How many lines of the records below contain the string "grille", matching case exactly? Reply with the number alone.

_Stored dataset items_
◇ ◇ ◇ ◇
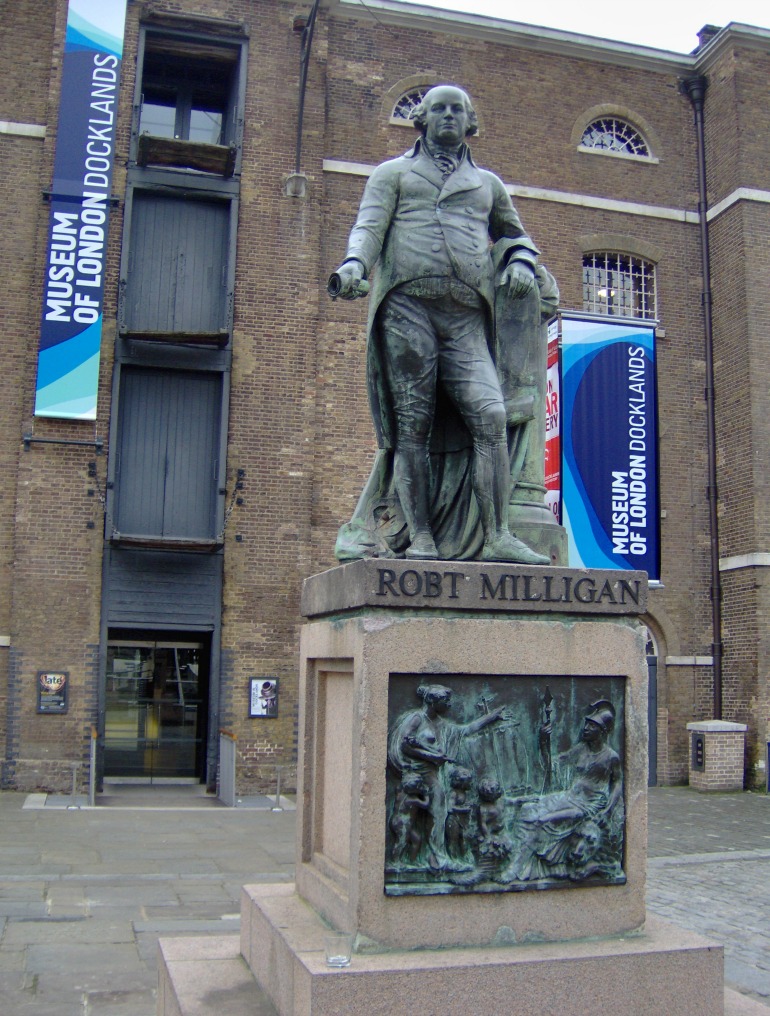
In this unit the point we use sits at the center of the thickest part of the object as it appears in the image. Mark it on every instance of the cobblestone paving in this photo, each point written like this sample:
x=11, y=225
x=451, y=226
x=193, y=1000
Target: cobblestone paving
x=709, y=871
x=85, y=894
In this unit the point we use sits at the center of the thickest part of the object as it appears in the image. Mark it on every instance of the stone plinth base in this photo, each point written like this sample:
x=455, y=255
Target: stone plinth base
x=658, y=971
x=716, y=755
x=457, y=619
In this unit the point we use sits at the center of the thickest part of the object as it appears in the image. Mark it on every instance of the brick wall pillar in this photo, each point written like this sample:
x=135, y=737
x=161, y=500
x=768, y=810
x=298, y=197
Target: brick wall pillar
x=716, y=755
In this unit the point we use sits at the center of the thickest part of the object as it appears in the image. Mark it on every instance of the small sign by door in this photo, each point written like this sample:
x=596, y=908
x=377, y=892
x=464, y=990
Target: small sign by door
x=52, y=692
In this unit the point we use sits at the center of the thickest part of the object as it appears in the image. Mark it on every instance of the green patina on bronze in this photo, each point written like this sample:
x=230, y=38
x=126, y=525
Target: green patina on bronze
x=456, y=355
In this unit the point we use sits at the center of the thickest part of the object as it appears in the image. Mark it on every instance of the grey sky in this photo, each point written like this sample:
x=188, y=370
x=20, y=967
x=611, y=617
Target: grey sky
x=664, y=24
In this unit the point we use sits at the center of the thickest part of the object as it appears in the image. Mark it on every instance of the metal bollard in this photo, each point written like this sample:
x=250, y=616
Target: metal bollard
x=73, y=791
x=278, y=772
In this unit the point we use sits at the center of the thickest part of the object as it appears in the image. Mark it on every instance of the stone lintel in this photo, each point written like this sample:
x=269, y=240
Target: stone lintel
x=472, y=586
x=716, y=726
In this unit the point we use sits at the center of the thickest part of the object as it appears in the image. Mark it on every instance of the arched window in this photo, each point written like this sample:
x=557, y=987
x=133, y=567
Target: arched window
x=611, y=134
x=404, y=107
x=619, y=283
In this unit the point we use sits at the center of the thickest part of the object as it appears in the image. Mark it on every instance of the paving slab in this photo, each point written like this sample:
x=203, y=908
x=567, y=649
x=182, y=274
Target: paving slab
x=709, y=872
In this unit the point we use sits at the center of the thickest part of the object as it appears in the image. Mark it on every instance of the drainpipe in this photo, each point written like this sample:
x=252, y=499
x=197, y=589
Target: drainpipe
x=307, y=42
x=695, y=89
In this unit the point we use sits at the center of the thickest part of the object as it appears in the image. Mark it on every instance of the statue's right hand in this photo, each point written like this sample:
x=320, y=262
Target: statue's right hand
x=350, y=275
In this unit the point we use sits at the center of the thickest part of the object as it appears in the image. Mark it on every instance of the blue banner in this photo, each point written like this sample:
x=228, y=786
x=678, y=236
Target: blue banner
x=610, y=478
x=73, y=290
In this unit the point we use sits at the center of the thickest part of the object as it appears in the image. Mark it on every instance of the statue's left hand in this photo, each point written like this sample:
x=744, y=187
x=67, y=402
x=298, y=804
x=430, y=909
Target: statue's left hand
x=519, y=278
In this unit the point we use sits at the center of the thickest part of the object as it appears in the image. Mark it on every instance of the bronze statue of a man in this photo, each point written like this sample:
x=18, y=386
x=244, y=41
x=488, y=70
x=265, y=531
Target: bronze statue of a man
x=443, y=234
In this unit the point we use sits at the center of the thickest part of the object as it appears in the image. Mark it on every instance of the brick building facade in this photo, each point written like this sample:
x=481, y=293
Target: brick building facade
x=163, y=607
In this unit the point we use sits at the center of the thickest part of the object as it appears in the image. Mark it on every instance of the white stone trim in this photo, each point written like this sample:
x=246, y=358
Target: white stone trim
x=508, y=33
x=717, y=726
x=689, y=660
x=740, y=194
x=757, y=560
x=21, y=130
x=630, y=155
x=542, y=194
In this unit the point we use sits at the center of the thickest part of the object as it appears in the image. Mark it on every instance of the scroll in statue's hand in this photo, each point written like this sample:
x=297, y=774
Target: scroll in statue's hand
x=347, y=281
x=519, y=278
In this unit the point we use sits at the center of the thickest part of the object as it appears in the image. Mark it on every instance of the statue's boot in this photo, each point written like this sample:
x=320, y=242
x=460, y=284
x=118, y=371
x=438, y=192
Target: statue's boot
x=422, y=548
x=506, y=547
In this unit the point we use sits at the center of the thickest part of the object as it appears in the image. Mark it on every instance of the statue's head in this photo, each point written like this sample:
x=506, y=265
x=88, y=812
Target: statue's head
x=438, y=696
x=446, y=93
x=489, y=789
x=412, y=782
x=602, y=713
x=598, y=721
x=460, y=778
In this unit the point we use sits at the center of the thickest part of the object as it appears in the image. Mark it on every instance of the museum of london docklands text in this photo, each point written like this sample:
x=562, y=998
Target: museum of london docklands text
x=116, y=554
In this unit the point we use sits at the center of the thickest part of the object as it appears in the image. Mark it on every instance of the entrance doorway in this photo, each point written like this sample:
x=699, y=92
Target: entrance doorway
x=155, y=710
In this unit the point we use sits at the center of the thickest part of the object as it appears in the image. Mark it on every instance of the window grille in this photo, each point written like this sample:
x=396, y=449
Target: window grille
x=404, y=108
x=613, y=134
x=620, y=284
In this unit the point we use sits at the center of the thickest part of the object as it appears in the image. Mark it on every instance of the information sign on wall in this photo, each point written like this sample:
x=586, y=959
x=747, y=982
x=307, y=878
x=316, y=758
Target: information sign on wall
x=610, y=482
x=74, y=274
x=52, y=692
x=553, y=428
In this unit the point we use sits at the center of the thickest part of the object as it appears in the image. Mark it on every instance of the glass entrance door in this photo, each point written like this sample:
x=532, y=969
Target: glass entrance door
x=155, y=710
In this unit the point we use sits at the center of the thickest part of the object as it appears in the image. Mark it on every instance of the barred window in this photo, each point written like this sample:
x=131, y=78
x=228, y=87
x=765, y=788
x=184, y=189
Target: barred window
x=404, y=108
x=619, y=283
x=613, y=134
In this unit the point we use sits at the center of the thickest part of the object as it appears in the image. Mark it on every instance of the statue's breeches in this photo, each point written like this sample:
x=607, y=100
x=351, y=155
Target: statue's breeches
x=425, y=341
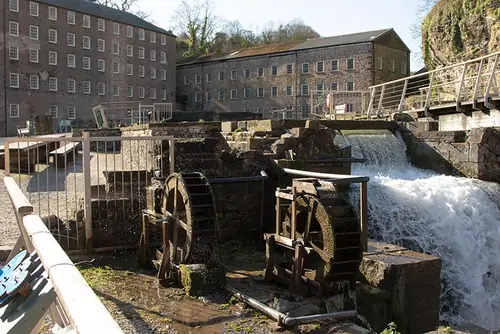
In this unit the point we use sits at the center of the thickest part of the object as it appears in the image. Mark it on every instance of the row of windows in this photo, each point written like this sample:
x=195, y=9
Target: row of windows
x=320, y=68
x=86, y=43
x=53, y=86
x=274, y=91
x=34, y=11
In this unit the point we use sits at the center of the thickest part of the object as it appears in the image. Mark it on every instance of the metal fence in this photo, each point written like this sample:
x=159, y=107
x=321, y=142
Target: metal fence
x=82, y=185
x=471, y=82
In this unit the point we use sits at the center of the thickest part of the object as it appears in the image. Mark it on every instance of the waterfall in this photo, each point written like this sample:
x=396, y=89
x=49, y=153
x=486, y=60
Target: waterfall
x=457, y=219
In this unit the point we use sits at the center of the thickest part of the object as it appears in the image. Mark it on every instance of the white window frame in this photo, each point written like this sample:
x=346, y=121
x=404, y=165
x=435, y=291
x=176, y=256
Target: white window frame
x=34, y=9
x=14, y=107
x=71, y=17
x=52, y=13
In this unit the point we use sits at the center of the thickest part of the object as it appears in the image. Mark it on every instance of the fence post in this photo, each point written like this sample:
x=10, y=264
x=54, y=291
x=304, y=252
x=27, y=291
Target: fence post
x=87, y=195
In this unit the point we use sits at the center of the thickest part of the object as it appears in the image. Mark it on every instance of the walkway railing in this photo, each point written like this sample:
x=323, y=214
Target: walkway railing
x=76, y=308
x=453, y=86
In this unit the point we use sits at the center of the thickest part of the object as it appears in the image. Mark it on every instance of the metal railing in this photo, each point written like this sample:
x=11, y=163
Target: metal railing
x=451, y=86
x=76, y=306
x=98, y=186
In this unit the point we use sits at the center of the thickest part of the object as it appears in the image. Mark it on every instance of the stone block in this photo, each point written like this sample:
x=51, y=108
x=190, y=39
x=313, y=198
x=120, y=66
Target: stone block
x=413, y=281
x=229, y=126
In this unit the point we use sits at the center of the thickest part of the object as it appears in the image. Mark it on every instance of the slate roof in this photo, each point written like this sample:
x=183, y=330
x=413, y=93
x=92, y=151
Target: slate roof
x=105, y=12
x=361, y=37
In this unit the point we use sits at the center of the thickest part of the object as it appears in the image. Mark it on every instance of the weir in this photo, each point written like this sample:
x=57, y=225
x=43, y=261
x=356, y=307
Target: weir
x=454, y=218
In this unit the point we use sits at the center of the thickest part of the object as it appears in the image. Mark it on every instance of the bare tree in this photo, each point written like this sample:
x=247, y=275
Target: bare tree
x=197, y=24
x=124, y=5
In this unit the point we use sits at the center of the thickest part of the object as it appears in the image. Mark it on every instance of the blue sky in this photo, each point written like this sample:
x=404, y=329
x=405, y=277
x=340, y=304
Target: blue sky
x=327, y=17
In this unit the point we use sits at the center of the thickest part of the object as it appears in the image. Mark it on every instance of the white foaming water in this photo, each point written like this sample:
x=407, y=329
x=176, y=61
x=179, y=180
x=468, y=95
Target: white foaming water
x=457, y=219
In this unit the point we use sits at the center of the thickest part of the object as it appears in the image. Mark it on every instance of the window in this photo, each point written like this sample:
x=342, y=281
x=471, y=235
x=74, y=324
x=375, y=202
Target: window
x=335, y=65
x=33, y=32
x=53, y=84
x=14, y=28
x=101, y=25
x=71, y=112
x=234, y=94
x=14, y=110
x=14, y=80
x=101, y=45
x=34, y=81
x=304, y=90
x=71, y=39
x=71, y=85
x=220, y=95
x=350, y=85
x=13, y=53
x=71, y=60
x=101, y=88
x=71, y=17
x=86, y=42
x=14, y=6
x=53, y=13
x=350, y=63
x=320, y=66
x=86, y=21
x=33, y=55
x=86, y=87
x=34, y=9
x=54, y=111
x=86, y=63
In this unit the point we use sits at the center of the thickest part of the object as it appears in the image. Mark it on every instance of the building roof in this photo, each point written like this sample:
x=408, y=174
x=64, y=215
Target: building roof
x=91, y=8
x=313, y=43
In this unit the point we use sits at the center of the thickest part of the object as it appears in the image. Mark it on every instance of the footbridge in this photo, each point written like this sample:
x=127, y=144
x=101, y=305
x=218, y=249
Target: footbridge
x=465, y=90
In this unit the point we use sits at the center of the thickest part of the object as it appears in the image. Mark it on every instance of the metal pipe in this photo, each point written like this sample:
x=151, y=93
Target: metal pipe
x=342, y=315
x=333, y=177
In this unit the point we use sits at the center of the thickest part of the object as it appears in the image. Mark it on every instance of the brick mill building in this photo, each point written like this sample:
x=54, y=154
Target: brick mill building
x=62, y=57
x=294, y=76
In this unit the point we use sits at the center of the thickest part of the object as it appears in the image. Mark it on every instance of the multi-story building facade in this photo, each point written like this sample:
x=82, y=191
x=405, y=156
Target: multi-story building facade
x=62, y=57
x=294, y=76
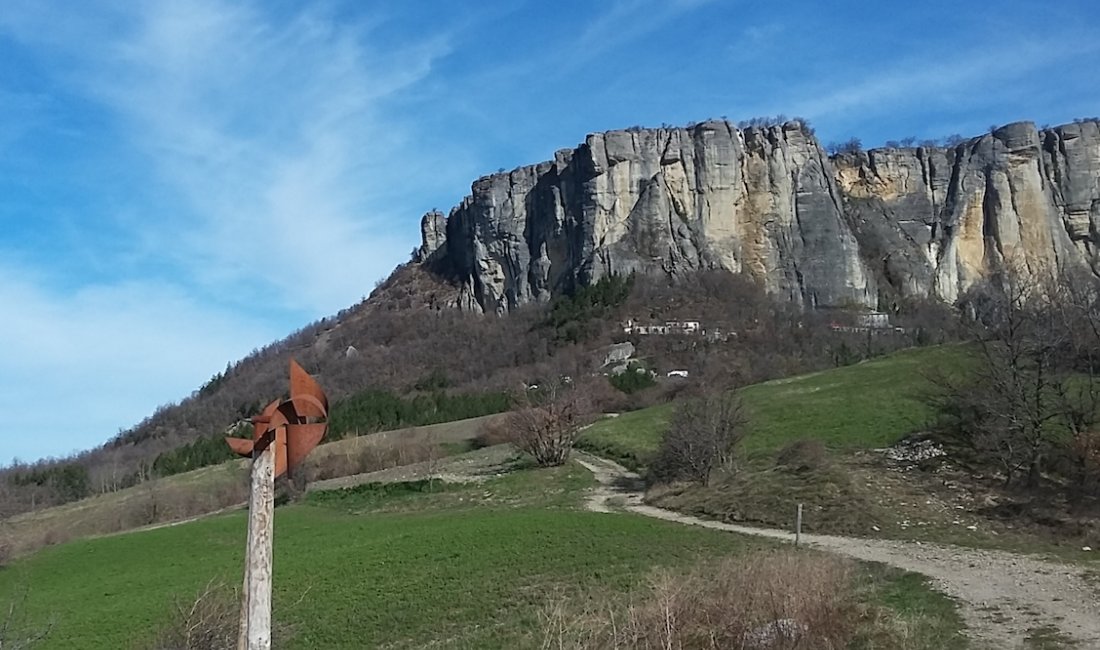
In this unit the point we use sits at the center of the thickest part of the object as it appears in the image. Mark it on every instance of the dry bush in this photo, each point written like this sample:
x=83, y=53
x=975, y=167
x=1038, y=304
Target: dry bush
x=803, y=455
x=17, y=632
x=210, y=621
x=701, y=438
x=780, y=601
x=371, y=456
x=547, y=421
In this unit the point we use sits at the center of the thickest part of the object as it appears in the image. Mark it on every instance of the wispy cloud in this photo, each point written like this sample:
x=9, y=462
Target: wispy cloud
x=270, y=174
x=271, y=130
x=79, y=366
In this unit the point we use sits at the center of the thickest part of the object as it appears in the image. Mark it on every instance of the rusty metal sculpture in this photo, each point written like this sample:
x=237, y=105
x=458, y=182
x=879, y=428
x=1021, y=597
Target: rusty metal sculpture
x=282, y=436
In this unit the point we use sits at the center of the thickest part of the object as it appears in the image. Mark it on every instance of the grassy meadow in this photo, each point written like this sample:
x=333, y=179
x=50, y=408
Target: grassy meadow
x=869, y=405
x=459, y=566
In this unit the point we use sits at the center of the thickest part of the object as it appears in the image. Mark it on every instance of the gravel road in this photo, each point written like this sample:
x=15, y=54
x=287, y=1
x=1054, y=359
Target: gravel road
x=1001, y=595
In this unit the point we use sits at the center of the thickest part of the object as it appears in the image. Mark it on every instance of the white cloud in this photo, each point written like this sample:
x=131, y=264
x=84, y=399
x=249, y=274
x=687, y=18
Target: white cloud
x=281, y=178
x=967, y=78
x=271, y=130
x=81, y=365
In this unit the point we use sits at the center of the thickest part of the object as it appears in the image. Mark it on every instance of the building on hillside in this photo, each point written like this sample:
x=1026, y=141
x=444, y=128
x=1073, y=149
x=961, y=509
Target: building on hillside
x=633, y=326
x=876, y=320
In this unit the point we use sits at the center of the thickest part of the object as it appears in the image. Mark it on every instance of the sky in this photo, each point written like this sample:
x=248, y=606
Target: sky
x=184, y=182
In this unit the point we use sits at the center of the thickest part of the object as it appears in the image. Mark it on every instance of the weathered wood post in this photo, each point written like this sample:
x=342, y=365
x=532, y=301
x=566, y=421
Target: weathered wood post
x=798, y=526
x=283, y=434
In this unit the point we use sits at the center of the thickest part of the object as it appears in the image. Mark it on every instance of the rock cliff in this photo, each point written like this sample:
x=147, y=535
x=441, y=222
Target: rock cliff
x=855, y=229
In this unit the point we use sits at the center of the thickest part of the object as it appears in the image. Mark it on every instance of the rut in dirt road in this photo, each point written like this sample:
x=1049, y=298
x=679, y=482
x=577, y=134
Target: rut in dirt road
x=1001, y=595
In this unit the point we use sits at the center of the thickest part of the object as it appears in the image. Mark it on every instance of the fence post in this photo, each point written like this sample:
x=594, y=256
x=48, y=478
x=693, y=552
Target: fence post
x=798, y=526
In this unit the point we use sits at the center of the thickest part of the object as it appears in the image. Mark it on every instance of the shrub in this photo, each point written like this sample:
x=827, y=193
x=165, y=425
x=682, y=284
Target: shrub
x=634, y=378
x=802, y=455
x=781, y=601
x=701, y=438
x=210, y=621
x=547, y=422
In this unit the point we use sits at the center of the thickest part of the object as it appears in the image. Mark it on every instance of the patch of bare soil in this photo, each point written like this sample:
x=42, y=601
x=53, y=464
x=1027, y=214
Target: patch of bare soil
x=1003, y=596
x=937, y=500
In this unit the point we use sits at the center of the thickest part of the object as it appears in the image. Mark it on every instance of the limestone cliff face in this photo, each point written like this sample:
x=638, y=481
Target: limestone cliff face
x=854, y=230
x=933, y=221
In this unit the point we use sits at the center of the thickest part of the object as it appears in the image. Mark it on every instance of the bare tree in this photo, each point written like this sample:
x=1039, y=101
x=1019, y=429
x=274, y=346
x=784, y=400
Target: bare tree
x=702, y=438
x=1036, y=342
x=547, y=421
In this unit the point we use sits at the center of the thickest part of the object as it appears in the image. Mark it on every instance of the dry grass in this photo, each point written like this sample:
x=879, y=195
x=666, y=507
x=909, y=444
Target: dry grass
x=781, y=601
x=371, y=455
x=152, y=503
x=213, y=488
x=210, y=621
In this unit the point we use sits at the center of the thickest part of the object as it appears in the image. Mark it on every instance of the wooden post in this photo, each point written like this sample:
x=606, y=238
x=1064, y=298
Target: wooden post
x=798, y=526
x=255, y=629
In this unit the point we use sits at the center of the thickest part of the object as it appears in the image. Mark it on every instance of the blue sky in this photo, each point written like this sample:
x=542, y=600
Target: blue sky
x=158, y=160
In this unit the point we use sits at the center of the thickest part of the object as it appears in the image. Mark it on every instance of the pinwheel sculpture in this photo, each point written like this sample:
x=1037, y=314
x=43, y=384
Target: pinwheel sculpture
x=282, y=436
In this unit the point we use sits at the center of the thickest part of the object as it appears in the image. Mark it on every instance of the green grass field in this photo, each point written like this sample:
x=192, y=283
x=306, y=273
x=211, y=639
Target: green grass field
x=461, y=566
x=869, y=405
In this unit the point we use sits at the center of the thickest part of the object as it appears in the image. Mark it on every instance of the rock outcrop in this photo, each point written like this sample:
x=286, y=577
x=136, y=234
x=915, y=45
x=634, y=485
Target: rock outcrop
x=851, y=230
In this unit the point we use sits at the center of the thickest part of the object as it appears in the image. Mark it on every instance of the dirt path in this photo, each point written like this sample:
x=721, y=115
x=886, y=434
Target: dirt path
x=1001, y=595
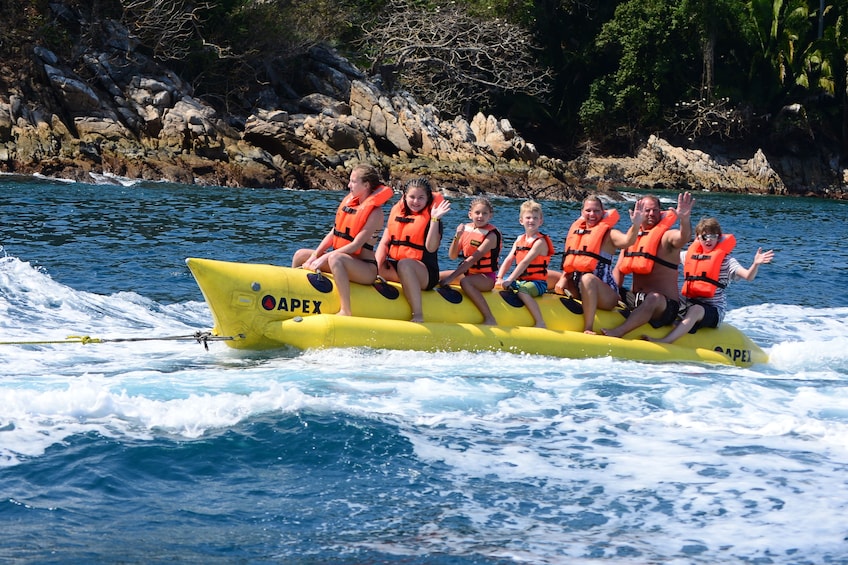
◇ ◇ ◇ ◇
_Response for this exercise_
2